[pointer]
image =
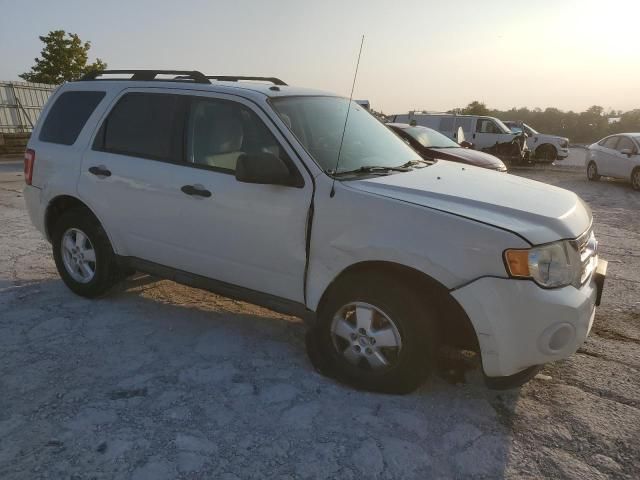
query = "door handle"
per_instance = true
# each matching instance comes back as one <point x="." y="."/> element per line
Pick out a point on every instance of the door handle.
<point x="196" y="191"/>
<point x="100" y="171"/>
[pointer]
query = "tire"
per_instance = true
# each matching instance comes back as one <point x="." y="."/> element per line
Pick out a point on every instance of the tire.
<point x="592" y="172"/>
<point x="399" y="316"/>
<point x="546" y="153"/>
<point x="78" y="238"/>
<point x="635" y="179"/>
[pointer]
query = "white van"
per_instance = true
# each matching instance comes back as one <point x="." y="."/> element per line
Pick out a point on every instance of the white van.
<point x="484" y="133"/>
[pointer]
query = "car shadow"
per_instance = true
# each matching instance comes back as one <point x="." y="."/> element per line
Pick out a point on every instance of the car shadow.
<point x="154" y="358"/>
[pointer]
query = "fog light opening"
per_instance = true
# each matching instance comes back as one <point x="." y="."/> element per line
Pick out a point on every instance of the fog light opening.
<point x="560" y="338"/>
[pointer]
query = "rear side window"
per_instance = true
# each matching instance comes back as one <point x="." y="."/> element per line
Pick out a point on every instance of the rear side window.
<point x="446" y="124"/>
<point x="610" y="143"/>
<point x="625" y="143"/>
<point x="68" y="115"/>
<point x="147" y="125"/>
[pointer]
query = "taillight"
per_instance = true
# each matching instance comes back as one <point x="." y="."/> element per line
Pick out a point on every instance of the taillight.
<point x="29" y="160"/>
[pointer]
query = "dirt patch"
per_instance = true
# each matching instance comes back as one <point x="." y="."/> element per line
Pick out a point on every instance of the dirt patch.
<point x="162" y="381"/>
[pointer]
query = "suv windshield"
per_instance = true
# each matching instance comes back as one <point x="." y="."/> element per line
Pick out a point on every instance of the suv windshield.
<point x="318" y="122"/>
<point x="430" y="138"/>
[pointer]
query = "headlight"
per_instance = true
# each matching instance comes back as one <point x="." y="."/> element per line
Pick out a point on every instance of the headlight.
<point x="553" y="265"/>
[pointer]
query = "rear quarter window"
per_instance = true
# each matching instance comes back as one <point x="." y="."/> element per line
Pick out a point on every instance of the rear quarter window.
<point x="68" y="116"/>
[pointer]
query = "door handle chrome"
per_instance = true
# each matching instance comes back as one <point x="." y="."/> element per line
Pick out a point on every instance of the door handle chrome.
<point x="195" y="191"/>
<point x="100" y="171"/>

---

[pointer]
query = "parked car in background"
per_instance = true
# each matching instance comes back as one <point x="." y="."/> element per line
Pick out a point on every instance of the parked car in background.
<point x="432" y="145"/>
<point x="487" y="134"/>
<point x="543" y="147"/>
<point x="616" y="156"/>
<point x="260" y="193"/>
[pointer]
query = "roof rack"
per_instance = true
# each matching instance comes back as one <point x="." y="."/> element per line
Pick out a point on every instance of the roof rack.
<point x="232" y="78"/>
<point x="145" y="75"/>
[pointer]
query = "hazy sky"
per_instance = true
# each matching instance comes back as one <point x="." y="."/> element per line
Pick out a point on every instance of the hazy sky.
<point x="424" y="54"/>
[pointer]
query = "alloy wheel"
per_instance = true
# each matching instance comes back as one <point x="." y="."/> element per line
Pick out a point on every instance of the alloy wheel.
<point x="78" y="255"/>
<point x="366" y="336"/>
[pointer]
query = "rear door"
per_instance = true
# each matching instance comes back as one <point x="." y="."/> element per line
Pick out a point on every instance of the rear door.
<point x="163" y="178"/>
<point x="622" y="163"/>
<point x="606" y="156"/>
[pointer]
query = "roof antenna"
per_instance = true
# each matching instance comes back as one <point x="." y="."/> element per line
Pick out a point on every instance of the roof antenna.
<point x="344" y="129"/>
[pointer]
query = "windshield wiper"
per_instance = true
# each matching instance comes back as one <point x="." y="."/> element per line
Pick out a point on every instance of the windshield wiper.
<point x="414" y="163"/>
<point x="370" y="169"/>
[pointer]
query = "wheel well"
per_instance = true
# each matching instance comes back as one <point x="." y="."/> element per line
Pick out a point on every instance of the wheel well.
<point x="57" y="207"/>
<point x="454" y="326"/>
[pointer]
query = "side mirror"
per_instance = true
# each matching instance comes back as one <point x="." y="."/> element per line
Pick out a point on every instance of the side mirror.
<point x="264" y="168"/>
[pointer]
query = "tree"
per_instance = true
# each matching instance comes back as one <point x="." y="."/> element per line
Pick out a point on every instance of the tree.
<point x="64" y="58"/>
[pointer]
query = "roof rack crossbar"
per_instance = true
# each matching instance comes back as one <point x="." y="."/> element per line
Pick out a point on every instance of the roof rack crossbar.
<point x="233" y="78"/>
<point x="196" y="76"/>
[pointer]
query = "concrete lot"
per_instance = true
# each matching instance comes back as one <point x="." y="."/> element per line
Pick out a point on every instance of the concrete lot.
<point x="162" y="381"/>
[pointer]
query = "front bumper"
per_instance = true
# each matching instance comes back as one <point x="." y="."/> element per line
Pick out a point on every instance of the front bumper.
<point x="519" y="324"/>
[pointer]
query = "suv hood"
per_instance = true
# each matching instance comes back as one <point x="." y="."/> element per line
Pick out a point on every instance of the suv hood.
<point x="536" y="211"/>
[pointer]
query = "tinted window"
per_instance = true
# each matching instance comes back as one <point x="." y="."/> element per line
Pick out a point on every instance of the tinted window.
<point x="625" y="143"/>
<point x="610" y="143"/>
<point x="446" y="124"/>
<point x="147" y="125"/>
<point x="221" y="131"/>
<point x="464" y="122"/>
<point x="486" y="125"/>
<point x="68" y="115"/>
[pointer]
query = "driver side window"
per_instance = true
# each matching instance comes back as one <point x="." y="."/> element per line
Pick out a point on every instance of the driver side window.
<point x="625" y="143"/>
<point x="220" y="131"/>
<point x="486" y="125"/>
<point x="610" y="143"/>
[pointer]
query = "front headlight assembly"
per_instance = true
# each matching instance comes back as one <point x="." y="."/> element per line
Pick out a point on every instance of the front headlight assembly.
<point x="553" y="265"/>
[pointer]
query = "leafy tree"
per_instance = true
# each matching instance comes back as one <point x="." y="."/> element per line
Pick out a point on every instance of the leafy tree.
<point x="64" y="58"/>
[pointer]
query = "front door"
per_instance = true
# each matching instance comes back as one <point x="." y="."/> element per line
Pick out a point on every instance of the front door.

What to do: For the listing above, print only the lines starting at the line containing "Pick out a point on every instance of the leafy" and ending at the line containing "Pick out a point on every instance of the front door.", exactly, both included.

Solution to the problem:
Pick out a point on every instance of the leafy tree.
<point x="64" y="58"/>
[pointer]
query = "front door"
per_instance = true
# each matching instance comes back as one <point x="." y="."/> element per line
Pick out a point on every instance of the front door.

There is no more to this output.